== TASK SET ==
• A. According to the article on balance in intellectual property, in which city did the FICPI World Congress take place?
• B. In the article on balance in intellectual property, revise the passage that begins at the words "The FICPI World Congress which" and stops after "at this time.", changing "splendid" to "excellent".
• C. Carry the article on balance in intellectual property forward from its final sentence.

Finding the balance

Wednesday 23rd April 2008

The theme developed during the FICPI World Congress earlier this year revealed how many areas of intellectual property are presently in a state of imbalance.

The FICPI World Congress which took place in Paris this May, has been hailed as a major success. This was due in part to its splendid location and organisation, but also because of the importance and topicality of its chosen theme, namely the search for balance in all areas of intellectual property. As this theme was developed during the Congress by the many distinguished speakers, it became clear how many areas of intellectual property are presently in a state of imbalance, and that this is due to a large number of essentially unrelated factors which have all come to the fore at this time.

In the area of patents there is the ongoing concern at the quality of patents being granted, as well as the subject matter of their inventions, with these concerns particularly affecting the areas of business methods and software. Another area of concern is the recent emergence of the so called patent trolls, which have gained international prominence with NTP’s pursuit of the manufacturer of the Blackberry™ handhelds and which until the recent last minute settlement would have resulted in the Blackberry™ devices being the subject of an injunction. These relatively new factors are however just additional stress points in an area which has always been the subject of inherent tensions between the competing interests of IP owners and users. Included in the many examples of such tensions that were identified in Paris, the North/South conflict of course, especially in respect of the availability of patented pharmaceuticals, loomed large. However there were many other examples where valid positions could be taken by both sides of the debate.

== INFORMATION PROVIDED ==
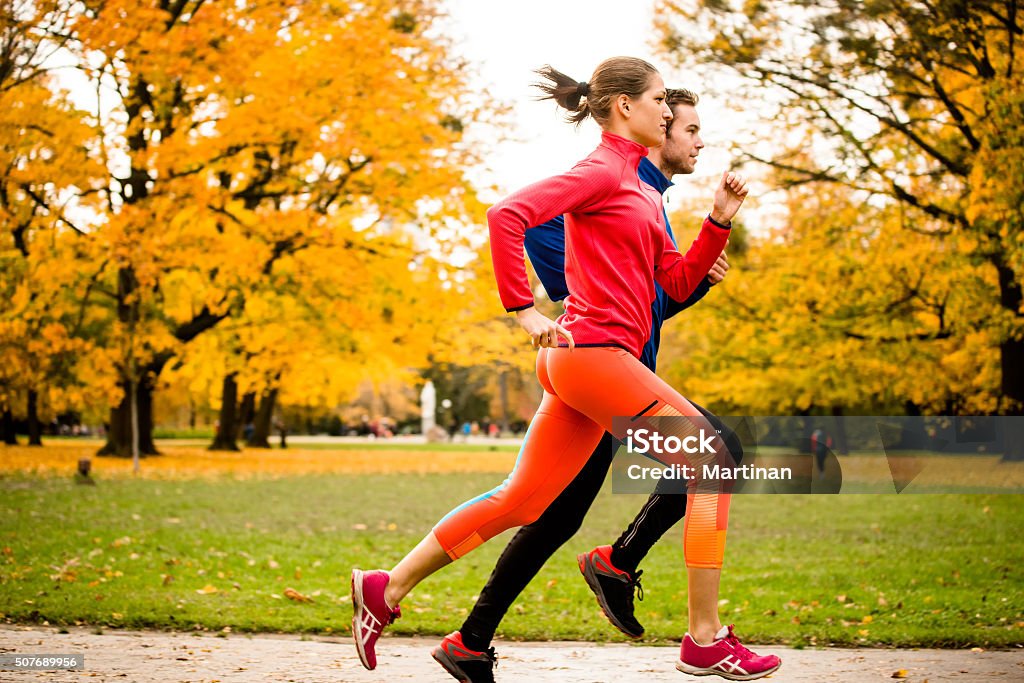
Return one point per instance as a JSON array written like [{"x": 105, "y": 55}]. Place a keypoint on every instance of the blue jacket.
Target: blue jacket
[{"x": 546, "y": 247}]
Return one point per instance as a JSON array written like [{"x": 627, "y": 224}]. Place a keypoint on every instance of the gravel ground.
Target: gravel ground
[{"x": 158, "y": 656}]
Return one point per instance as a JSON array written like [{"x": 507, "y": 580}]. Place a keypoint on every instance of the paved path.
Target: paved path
[{"x": 179, "y": 657}]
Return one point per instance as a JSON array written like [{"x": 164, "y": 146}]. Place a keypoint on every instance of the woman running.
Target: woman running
[{"x": 616, "y": 247}]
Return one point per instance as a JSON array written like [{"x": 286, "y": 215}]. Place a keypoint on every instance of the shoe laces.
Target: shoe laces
[
  {"x": 736, "y": 645},
  {"x": 634, "y": 583}
]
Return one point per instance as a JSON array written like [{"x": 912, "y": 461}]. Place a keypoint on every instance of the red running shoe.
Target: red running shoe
[
  {"x": 726, "y": 657},
  {"x": 370, "y": 612}
]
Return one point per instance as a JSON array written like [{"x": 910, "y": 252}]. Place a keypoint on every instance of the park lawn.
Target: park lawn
[{"x": 220, "y": 552}]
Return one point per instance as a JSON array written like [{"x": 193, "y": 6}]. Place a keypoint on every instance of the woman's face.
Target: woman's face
[{"x": 649, "y": 115}]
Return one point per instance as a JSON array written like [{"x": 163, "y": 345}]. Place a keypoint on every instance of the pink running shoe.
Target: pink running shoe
[
  {"x": 370, "y": 612},
  {"x": 726, "y": 657}
]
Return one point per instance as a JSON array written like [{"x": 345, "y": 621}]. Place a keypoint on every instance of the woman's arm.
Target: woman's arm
[{"x": 584, "y": 186}]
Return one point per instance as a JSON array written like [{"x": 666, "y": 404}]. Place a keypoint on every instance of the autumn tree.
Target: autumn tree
[
  {"x": 914, "y": 104},
  {"x": 841, "y": 311},
  {"x": 237, "y": 135},
  {"x": 47, "y": 176}
]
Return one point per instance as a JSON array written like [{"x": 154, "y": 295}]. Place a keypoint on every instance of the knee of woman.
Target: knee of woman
[{"x": 527, "y": 513}]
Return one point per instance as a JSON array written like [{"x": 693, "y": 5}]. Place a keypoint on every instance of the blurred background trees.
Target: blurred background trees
[{"x": 236, "y": 213}]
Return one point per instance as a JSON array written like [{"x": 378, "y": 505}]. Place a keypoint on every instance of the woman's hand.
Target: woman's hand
[{"x": 543, "y": 331}]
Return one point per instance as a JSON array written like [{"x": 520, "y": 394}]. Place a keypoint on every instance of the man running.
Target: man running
[{"x": 610, "y": 570}]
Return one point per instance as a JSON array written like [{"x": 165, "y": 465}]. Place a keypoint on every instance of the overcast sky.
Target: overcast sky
[{"x": 505, "y": 42}]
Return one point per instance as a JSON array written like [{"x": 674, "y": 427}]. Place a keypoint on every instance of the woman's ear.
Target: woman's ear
[{"x": 623, "y": 104}]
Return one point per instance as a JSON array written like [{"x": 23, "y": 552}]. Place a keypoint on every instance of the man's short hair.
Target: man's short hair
[{"x": 681, "y": 96}]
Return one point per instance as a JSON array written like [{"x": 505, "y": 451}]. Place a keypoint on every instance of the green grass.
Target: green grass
[{"x": 928, "y": 570}]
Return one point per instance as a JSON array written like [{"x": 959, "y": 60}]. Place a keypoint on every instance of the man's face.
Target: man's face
[{"x": 683, "y": 142}]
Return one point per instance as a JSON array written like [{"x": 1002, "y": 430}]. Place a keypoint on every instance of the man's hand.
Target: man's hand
[
  {"x": 717, "y": 272},
  {"x": 729, "y": 195},
  {"x": 542, "y": 330}
]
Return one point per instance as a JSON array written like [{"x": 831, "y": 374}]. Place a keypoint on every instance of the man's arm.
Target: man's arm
[
  {"x": 672, "y": 307},
  {"x": 717, "y": 274}
]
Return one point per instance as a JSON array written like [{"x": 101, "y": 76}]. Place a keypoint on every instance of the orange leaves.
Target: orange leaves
[{"x": 197, "y": 462}]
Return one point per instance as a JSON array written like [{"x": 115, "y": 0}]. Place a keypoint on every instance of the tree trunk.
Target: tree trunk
[
  {"x": 7, "y": 427},
  {"x": 1012, "y": 359},
  {"x": 261, "y": 433},
  {"x": 247, "y": 413},
  {"x": 35, "y": 428},
  {"x": 226, "y": 426},
  {"x": 119, "y": 438},
  {"x": 841, "y": 443}
]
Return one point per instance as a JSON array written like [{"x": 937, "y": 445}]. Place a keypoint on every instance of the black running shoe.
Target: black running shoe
[
  {"x": 465, "y": 665},
  {"x": 613, "y": 589}
]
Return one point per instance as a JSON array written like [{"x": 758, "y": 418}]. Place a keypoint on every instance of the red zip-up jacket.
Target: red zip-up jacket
[{"x": 615, "y": 246}]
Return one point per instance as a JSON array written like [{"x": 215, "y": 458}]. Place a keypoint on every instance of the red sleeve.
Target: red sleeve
[
  {"x": 679, "y": 274},
  {"x": 586, "y": 185}
]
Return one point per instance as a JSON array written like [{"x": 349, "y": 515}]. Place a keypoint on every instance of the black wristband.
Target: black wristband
[{"x": 718, "y": 224}]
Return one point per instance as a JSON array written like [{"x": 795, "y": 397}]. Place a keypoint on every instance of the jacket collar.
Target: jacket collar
[{"x": 652, "y": 175}]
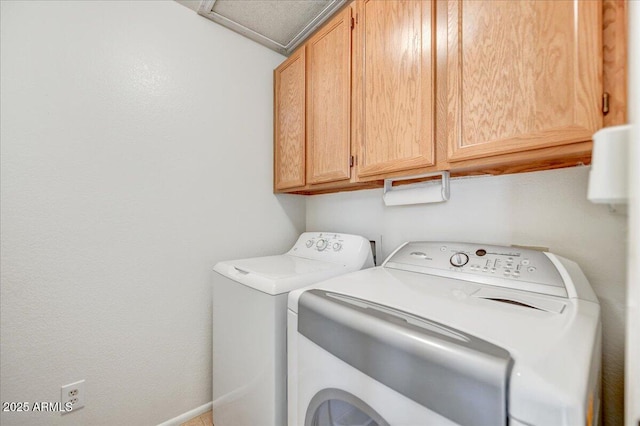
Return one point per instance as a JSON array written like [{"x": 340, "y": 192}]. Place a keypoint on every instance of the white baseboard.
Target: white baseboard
[{"x": 176, "y": 421}]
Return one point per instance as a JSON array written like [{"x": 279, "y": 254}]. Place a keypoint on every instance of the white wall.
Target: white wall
[
  {"x": 547, "y": 209},
  {"x": 136, "y": 150}
]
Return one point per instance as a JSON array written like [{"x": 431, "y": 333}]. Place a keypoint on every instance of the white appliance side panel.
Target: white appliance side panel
[{"x": 248, "y": 368}]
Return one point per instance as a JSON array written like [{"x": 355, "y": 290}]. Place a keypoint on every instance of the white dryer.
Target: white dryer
[
  {"x": 250, "y": 318},
  {"x": 447, "y": 333}
]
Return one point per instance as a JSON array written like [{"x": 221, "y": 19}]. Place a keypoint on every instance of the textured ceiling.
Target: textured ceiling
[
  {"x": 280, "y": 25},
  {"x": 279, "y": 21}
]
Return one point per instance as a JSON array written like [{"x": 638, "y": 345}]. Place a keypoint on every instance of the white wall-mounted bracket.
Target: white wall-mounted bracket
[{"x": 417, "y": 193}]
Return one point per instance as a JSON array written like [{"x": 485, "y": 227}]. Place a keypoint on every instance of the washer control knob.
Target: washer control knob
[
  {"x": 321, "y": 244},
  {"x": 459, "y": 259}
]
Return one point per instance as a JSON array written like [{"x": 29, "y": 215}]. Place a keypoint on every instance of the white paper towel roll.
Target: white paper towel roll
[{"x": 414, "y": 195}]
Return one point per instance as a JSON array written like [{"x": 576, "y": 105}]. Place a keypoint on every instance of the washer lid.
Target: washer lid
[{"x": 278, "y": 274}]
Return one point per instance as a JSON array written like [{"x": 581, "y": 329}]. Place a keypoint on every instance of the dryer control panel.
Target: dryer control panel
[{"x": 518, "y": 268}]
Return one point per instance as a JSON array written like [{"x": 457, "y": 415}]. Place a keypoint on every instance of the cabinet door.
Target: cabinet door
[
  {"x": 329, "y": 101},
  {"x": 522, "y": 75},
  {"x": 396, "y": 87},
  {"x": 289, "y": 125}
]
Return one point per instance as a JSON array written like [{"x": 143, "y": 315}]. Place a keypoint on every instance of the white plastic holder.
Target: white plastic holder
[
  {"x": 609, "y": 176},
  {"x": 418, "y": 193}
]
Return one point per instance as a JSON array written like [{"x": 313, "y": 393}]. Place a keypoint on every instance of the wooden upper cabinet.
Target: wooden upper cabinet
[
  {"x": 395, "y": 86},
  {"x": 329, "y": 101},
  {"x": 289, "y": 123},
  {"x": 521, "y": 75}
]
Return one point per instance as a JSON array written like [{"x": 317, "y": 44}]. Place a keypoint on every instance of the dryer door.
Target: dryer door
[
  {"x": 457, "y": 375},
  {"x": 335, "y": 407}
]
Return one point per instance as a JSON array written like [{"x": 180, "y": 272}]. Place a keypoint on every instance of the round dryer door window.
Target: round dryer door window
[{"x": 335, "y": 407}]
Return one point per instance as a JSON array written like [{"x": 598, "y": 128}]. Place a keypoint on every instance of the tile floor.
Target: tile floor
[{"x": 205, "y": 419}]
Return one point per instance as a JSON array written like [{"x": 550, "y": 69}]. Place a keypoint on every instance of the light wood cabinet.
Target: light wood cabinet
[
  {"x": 329, "y": 101},
  {"x": 289, "y": 123},
  {"x": 521, "y": 75},
  {"x": 405, "y": 87},
  {"x": 395, "y": 90}
]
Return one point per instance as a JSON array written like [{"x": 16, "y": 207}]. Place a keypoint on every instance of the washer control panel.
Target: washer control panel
[
  {"x": 487, "y": 264},
  {"x": 331, "y": 247}
]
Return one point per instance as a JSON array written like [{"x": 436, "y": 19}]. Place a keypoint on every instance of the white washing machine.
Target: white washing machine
[
  {"x": 250, "y": 317},
  {"x": 447, "y": 334}
]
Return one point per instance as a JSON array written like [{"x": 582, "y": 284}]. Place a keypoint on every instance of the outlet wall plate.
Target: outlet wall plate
[{"x": 72, "y": 396}]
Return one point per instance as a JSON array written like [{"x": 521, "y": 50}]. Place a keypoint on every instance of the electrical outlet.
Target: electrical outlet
[{"x": 72, "y": 396}]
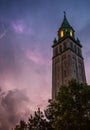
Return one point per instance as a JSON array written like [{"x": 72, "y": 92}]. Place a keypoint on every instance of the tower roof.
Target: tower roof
[{"x": 65, "y": 24}]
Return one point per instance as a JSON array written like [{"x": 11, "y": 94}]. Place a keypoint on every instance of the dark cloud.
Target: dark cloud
[{"x": 11, "y": 105}]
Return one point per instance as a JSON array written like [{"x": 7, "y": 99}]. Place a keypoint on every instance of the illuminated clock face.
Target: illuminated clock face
[
  {"x": 71, "y": 33},
  {"x": 61, "y": 33}
]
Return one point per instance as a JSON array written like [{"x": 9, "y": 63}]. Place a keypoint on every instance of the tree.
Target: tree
[
  {"x": 38, "y": 121},
  {"x": 71, "y": 108}
]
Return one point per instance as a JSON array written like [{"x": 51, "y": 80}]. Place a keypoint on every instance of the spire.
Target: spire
[
  {"x": 64, "y": 14},
  {"x": 65, "y": 23},
  {"x": 65, "y": 28}
]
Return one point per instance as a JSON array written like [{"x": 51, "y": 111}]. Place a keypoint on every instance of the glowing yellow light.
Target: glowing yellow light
[
  {"x": 71, "y": 33},
  {"x": 62, "y": 33}
]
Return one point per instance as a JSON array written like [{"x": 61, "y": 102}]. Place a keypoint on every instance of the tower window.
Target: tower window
[
  {"x": 64, "y": 45},
  {"x": 71, "y": 33},
  {"x": 62, "y": 33},
  {"x": 75, "y": 48},
  {"x": 71, "y": 45},
  {"x": 60, "y": 48}
]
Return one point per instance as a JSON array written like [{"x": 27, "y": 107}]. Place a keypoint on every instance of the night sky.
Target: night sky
[{"x": 27, "y": 31}]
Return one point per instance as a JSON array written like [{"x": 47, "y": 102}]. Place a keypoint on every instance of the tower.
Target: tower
[{"x": 67, "y": 60}]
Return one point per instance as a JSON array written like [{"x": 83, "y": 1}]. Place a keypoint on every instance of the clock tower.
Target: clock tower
[{"x": 67, "y": 60}]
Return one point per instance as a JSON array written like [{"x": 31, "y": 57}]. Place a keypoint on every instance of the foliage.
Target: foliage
[
  {"x": 38, "y": 121},
  {"x": 71, "y": 108}
]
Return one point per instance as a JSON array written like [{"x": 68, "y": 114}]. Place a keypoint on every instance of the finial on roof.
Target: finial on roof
[{"x": 64, "y": 14}]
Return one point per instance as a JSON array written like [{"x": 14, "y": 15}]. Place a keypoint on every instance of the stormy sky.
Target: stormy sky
[{"x": 27, "y": 31}]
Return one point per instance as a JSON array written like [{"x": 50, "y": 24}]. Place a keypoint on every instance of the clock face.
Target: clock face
[{"x": 61, "y": 33}]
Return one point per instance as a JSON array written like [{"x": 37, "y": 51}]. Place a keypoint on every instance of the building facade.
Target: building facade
[{"x": 67, "y": 60}]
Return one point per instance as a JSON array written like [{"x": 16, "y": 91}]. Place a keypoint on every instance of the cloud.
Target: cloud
[{"x": 13, "y": 107}]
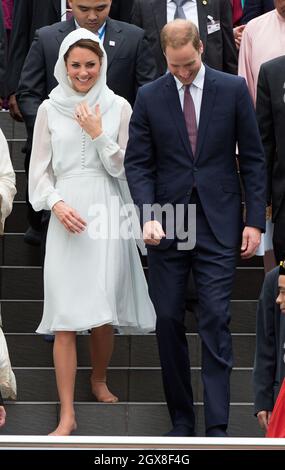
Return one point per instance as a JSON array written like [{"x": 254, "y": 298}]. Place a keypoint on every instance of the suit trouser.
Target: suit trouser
[
  {"x": 213, "y": 267},
  {"x": 279, "y": 234}
]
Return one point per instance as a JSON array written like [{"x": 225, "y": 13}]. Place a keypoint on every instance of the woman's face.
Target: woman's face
[{"x": 83, "y": 68}]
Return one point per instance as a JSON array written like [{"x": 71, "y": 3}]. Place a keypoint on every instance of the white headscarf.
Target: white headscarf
[{"x": 65, "y": 99}]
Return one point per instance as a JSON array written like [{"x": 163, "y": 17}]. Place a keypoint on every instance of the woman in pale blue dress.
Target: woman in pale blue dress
[{"x": 93, "y": 279}]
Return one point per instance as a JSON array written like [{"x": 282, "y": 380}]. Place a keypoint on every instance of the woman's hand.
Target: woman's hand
[
  {"x": 89, "y": 121},
  {"x": 69, "y": 217}
]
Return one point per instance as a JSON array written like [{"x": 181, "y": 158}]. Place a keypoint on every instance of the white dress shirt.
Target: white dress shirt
[
  {"x": 100, "y": 33},
  {"x": 190, "y": 10},
  {"x": 196, "y": 90}
]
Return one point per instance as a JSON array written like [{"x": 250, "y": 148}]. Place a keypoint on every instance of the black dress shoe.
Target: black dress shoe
[
  {"x": 33, "y": 237},
  {"x": 180, "y": 431},
  {"x": 217, "y": 431}
]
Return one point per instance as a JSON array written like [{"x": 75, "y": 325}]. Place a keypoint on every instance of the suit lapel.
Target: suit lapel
[
  {"x": 202, "y": 19},
  {"x": 208, "y": 100},
  {"x": 173, "y": 102},
  {"x": 160, "y": 13},
  {"x": 57, "y": 7},
  {"x": 113, "y": 39},
  {"x": 64, "y": 29}
]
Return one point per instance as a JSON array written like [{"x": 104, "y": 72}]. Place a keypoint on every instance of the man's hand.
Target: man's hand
[
  {"x": 238, "y": 34},
  {"x": 14, "y": 109},
  {"x": 264, "y": 418},
  {"x": 69, "y": 217},
  {"x": 153, "y": 233},
  {"x": 251, "y": 237}
]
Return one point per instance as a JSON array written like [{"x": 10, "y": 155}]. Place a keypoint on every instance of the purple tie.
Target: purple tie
[
  {"x": 68, "y": 11},
  {"x": 190, "y": 118}
]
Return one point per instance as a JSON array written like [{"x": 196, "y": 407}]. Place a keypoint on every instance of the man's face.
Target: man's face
[
  {"x": 185, "y": 62},
  {"x": 90, "y": 14},
  {"x": 281, "y": 297},
  {"x": 280, "y": 7}
]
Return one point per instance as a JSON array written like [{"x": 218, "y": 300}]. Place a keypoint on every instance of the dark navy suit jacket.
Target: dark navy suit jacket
[
  {"x": 159, "y": 162},
  {"x": 254, "y": 8}
]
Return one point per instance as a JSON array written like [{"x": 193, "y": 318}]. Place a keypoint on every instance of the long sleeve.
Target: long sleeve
[
  {"x": 265, "y": 357},
  {"x": 112, "y": 153},
  {"x": 7, "y": 181},
  {"x": 229, "y": 48},
  {"x": 266, "y": 127},
  {"x": 245, "y": 63},
  {"x": 19, "y": 42},
  {"x": 42, "y": 192}
]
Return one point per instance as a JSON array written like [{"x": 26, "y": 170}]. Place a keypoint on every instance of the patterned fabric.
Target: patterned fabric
[{"x": 190, "y": 117}]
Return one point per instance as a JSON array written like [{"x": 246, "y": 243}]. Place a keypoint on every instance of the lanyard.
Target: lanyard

== ANSWERS IN ORDER ==
• A. Paris.

• B.
The FICPI World Congress which took place in Paris this May, has been hailed as a major success. This was due in part to its excellent location and organisation, but also because of the importance and topicality of its chosen theme, namely the search for balance in all areas of intellectual property. As this theme was developed during the Congress by the many distinguished speakers, it became clear how many areas of intellectual property are presently in a state of imbalance, and that this is due to a large number of essentially unrelated factors which have all come to the fore at this time.

• C.
Many possible solutions were discussed in Paris ranging from the denial or dilution of the relevant intellectual property right to the use of some superimposed right such as a compulsory licence or a right of repair. None had any clear universal application but the Paris Congress had asked the right question, and if the intellectual property system is to prosper the search for the correct balance must be vigorously pursued until the solutions are found.

This editorial comment was published in Patent World in September 2006.